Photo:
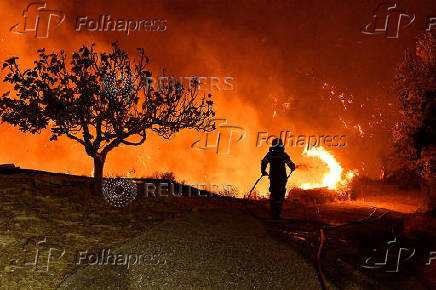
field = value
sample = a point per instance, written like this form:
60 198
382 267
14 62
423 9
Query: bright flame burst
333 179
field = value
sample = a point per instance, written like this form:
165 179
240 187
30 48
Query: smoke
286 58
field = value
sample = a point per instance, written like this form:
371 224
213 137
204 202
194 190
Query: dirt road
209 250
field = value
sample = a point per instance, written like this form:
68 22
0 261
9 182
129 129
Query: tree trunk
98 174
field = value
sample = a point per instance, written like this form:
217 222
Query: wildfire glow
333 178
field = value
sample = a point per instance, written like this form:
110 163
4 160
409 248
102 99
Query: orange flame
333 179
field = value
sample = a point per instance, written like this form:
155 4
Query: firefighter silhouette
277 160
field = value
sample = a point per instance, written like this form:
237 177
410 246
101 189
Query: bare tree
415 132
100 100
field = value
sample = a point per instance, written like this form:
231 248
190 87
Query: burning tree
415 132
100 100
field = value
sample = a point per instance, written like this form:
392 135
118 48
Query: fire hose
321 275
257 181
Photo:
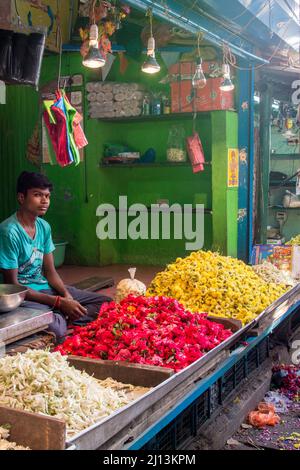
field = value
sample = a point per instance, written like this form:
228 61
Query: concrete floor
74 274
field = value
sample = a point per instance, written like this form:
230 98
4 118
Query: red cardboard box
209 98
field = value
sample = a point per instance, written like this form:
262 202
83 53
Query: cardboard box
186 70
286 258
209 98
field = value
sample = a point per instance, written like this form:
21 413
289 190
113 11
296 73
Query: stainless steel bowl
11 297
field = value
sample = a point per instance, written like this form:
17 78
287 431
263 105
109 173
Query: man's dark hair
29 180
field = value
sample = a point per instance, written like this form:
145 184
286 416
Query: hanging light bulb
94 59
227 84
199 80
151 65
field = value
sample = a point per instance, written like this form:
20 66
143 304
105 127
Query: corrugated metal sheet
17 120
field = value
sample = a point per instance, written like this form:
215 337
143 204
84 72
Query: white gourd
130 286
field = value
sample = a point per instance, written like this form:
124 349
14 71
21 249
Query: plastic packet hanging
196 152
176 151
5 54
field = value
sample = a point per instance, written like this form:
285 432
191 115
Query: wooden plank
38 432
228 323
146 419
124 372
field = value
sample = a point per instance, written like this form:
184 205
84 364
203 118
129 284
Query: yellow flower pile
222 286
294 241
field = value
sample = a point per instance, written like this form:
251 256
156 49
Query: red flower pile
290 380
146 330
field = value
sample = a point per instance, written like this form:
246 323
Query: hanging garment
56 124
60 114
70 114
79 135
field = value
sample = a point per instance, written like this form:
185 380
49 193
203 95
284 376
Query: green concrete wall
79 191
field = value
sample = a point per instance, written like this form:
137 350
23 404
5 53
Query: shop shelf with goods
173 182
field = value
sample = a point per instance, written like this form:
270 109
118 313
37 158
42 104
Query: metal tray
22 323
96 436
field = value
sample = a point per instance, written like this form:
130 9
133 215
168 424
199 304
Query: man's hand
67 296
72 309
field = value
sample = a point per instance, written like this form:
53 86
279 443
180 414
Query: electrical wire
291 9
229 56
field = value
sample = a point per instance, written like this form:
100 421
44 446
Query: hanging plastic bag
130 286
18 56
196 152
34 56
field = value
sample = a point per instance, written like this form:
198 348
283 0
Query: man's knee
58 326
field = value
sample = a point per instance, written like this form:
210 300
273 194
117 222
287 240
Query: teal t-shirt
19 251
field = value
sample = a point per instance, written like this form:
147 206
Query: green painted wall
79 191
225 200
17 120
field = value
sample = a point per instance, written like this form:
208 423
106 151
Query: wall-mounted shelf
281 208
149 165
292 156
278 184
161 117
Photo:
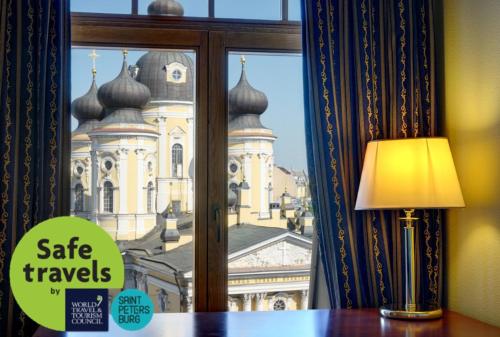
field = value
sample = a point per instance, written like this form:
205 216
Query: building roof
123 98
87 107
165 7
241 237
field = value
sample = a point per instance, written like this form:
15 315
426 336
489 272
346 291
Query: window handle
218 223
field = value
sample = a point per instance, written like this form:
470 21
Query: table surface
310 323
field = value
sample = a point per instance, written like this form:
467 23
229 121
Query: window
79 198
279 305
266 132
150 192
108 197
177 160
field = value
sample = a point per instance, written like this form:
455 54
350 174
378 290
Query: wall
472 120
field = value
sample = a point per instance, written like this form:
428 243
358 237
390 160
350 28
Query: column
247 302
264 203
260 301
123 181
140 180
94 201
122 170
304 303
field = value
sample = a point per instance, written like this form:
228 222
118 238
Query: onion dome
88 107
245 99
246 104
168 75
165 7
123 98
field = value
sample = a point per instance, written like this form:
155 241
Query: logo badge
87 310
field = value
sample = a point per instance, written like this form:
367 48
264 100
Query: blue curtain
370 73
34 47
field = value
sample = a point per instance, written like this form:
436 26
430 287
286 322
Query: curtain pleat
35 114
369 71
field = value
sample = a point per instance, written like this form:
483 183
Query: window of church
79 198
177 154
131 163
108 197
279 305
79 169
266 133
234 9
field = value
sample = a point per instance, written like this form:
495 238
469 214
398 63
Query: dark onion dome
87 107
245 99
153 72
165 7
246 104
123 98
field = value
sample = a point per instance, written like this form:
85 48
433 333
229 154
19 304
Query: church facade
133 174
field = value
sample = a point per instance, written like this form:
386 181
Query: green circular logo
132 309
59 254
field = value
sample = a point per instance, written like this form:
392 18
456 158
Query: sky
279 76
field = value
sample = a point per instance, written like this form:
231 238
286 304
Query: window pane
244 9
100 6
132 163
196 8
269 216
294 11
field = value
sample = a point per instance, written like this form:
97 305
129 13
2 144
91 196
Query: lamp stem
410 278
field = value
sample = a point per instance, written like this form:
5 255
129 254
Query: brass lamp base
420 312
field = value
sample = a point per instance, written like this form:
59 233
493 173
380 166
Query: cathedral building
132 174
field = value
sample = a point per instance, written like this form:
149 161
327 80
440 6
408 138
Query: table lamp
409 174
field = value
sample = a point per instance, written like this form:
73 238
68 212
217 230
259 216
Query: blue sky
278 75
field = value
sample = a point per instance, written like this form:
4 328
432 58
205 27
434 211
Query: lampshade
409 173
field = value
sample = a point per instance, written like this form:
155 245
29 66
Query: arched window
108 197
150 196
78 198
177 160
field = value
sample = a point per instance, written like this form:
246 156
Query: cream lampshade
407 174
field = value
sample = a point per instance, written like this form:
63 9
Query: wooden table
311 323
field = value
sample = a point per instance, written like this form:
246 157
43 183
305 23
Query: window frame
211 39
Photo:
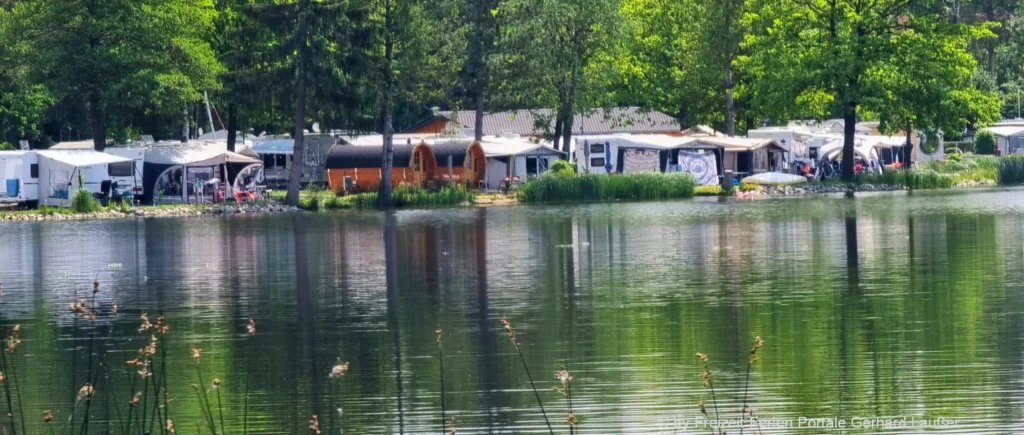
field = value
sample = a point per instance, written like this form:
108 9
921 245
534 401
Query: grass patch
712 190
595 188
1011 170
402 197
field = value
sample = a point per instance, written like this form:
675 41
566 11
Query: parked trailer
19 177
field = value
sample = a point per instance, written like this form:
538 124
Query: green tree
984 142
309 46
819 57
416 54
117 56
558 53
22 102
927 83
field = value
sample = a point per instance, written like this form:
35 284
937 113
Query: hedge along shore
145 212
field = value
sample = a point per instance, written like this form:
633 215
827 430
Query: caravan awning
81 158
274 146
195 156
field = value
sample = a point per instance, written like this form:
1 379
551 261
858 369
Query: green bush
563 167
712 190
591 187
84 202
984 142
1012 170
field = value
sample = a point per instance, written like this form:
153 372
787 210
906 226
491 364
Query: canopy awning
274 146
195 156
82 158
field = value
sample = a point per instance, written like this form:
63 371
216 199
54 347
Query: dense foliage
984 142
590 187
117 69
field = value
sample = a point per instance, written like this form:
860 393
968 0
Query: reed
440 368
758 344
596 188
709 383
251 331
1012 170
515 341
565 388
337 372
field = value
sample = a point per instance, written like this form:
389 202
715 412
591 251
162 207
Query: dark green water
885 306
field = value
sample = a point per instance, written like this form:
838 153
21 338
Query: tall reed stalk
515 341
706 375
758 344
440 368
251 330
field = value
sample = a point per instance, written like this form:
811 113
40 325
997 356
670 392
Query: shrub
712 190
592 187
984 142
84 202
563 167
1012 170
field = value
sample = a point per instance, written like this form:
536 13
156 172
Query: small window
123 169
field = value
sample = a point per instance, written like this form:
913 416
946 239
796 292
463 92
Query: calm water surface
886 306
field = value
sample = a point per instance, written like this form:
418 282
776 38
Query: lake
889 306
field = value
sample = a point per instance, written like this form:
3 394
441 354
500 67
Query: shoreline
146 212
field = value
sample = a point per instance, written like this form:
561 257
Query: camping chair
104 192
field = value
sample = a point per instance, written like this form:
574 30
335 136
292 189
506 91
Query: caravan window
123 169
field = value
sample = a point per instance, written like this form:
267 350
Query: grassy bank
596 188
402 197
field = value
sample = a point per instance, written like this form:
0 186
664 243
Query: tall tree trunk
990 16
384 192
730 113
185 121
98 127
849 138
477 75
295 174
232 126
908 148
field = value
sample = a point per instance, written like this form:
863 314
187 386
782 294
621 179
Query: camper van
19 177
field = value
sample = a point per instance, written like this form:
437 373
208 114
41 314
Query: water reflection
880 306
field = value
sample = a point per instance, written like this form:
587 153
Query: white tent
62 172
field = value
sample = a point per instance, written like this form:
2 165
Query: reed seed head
#####
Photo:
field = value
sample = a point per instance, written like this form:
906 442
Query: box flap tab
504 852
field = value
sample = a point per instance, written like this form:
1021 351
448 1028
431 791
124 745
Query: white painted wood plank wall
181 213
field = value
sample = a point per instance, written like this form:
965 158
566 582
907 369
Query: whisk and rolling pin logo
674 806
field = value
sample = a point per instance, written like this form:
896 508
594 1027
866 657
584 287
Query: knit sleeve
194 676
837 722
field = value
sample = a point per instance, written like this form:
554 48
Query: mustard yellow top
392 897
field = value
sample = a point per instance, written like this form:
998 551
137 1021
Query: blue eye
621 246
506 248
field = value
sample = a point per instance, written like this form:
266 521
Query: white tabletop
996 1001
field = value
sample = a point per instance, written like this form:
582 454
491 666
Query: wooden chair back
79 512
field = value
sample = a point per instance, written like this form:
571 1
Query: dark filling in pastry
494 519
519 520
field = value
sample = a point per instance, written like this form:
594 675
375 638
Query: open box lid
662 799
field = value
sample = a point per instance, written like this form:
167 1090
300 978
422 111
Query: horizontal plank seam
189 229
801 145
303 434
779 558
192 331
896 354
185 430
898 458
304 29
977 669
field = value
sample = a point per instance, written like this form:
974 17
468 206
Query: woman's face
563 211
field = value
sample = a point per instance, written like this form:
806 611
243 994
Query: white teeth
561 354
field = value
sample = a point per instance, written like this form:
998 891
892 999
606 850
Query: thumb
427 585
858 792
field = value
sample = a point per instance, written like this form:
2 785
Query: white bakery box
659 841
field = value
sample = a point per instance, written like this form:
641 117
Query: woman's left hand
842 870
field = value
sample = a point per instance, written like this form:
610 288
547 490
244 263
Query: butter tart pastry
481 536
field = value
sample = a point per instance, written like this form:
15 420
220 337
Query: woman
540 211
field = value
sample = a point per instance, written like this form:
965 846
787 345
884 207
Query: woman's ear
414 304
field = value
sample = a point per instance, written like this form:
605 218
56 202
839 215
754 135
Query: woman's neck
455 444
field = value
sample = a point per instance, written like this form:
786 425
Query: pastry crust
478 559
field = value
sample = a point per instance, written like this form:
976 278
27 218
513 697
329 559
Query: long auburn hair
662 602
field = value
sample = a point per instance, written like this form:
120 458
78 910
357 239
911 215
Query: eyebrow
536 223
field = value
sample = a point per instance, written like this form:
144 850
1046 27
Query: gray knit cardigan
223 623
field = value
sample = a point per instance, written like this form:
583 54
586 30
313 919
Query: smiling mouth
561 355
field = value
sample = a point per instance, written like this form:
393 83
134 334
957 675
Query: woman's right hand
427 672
#####
▶ **Task requirements**
How many lines in the records above contain the word "flame"? Reply with the number alone.

▶ **Solved problem**
2